* **Page text**
'''

# Diatomaceous Earth in Feed



## NancyJ (Jun 15, 2003)

The Benefits Of Diatomaceous Earth | Dogs Naturally Magazine

Has anybody done this? Beau has never tested positive for worms but I started doing this and his stools have gone from formed and soft to formed and firm.

It sounds like a lot of benefits. Does anyone know a down side. I defintely went with a product I got from Arbico called "food grade" not the OMRI products certfied for organic gardens but not listed as such.


----------



## blackshep (Aug 3, 2012)

Hang on I have a whole rant on DE and why it DOES NOT WORK as an internal dewormer, and actually has a lot of drawbacks too. This is a subject I get rather heated about FYI 

DE does NOT work as an internal dewormer!!!!

For DE to work, it needs to scratch the waxy outer layer on the bug's exoskeleton, which causes them to dehydrate and die. 

With internal parasites, the environment is moist, so DE is ineffective, which BTW, is why it does not work as well with slugs in your garden. It only works when it's dry. It's important to understand how DE works to kill the bug. The scratches do not kill it, not directly. The DEHYDRATION resulting from the scratches does.

Other things to consider:

-edges on food grade DE are not as sharp as what's used in your garden, which further reduces it's effectiveness.

-quantity you'd need to feed could create digestive trouble

-irritates mouth, throat, lungs and GI tract


In the garden, it works fantastically! I could see it being effective for a more natural flea treatment in pets, however it can dry the skin, irritate eyes, throat and lungs (if inhaled)

I'm all about natural alternatives, I even feed my dog a raw diet. 

However, I think there needs to be a balance between holistic and conventional medicine and this is one area that I think the chemical product is a much better choice, combined with regular fecal checks, good pasture management and only deworming as necessary.

Chemical Dewormers are Best


----------



## blackshep (Aug 3, 2012)

This is something I posted in an equine forum, but the same rules apply to dogs. Pasture management can be = to yard waste pickup.


----------



## NancyJ (Jun 15, 2003)

I use the food grade on the garden.....interesting.........


----------



## blackshep (Aug 3, 2012)

I have horses, but I think the same things can apply to dogs. 

We do regular fecal checks in our horses. I have two who are carrying low levels, but we did not deworm them yet. I am going to be testing them again soon, to make sure the number is still low. My big guy is clear and has been clear for the last 2 years. He only gets dewormed in the fall for tapes (which don't show on fecals). 

That helps avoid overuse of dewormers which can lead to resistant strains of parasites. Good pasture management (picking up or spreading poop) helps reduce the contamination and reinfestation of parasites, as well as keeping grass cut.

I've gone to more parasite control/pasture management info seminars than I can tell you about. lol

To me, proper management is the best thing, and not blindly deworming, but doing proper checks and deworming only when warranted. 

I even have a giant horse poo vacuum


----------



## Chris Wild (Dec 14, 2001)

My understanding of it as a feed through is the same as blackshep mentioned. It doesn't really work because of the wet environment of the GI tract. It does work great in the garden, animal housing areas or applied topically for external parasites.


----------



## LisaT (Feb 7, 2005)

Read this recently: Dangers of Diatomaceous Earth for Chronic Lyme Disease Jenna's Lyme Blog


----------

'''

* **What you need to do**
(1) In the diatomaceous earth thread, what actually kills a bug after DE scratches its exoskeleton?
(2) Please duplicate part of the diatomaceous earth thread: begin at the words "I've gone to" and stop after "for external parasites.".
The items after this thread come from a separate source.

* **Input data**
'''

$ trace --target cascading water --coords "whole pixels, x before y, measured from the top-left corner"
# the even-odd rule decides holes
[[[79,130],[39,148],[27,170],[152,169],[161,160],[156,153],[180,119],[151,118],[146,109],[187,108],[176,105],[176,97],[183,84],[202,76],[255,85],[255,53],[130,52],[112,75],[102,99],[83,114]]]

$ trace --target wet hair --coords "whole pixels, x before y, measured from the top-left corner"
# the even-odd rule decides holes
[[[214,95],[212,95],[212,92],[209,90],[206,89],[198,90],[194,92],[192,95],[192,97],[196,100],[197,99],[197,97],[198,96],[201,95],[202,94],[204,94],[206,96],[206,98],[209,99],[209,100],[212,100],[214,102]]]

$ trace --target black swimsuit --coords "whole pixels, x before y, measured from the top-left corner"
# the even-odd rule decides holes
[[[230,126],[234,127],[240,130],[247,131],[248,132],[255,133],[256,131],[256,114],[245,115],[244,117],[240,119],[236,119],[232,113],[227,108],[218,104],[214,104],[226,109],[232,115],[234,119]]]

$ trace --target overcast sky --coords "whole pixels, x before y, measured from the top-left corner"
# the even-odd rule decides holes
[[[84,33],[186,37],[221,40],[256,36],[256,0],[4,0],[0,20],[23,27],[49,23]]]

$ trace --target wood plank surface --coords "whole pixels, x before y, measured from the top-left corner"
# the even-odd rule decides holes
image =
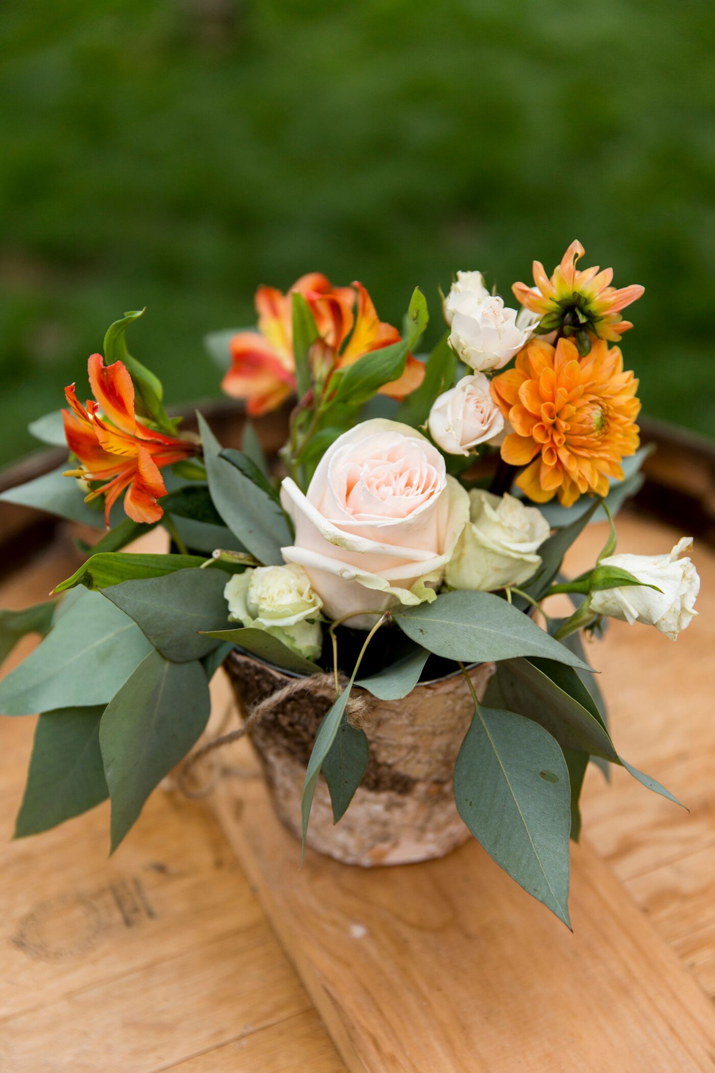
[[[619,530],[621,550],[674,543],[632,517]],[[602,540],[591,527],[570,569]],[[341,1073],[318,1014],[369,1073],[715,1068],[715,557],[696,560],[701,616],[677,645],[614,623],[589,650],[622,751],[691,811],[590,771],[574,936],[475,843],[369,872],[308,854],[298,870],[259,780],[230,774],[208,802],[154,794],[110,859],[106,806],[8,843],[32,720],[0,721],[2,1073]],[[65,541],[0,605],[72,569]],[[224,766],[250,764],[239,750]]]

'''

* **Answers provided**
(1) The dehydration resulting from the scratches kills it.

(2)
I've gone to more parasite control/pasture management info seminars than I can tell you about. lol

To me, proper management is the best thing, and not blindly deworming, but doing proper checks and deworming only when warranted. 

I even have a giant horse poo vacuum


----------



## Chris Wild (Dec 14, 2001)

My understanding of it as a feed through is the same as blackshep mentioned. It doesn't really work because of the wet environment of the GI tract. It does work great in the garden, animal housing areas or applied topically for external parasites.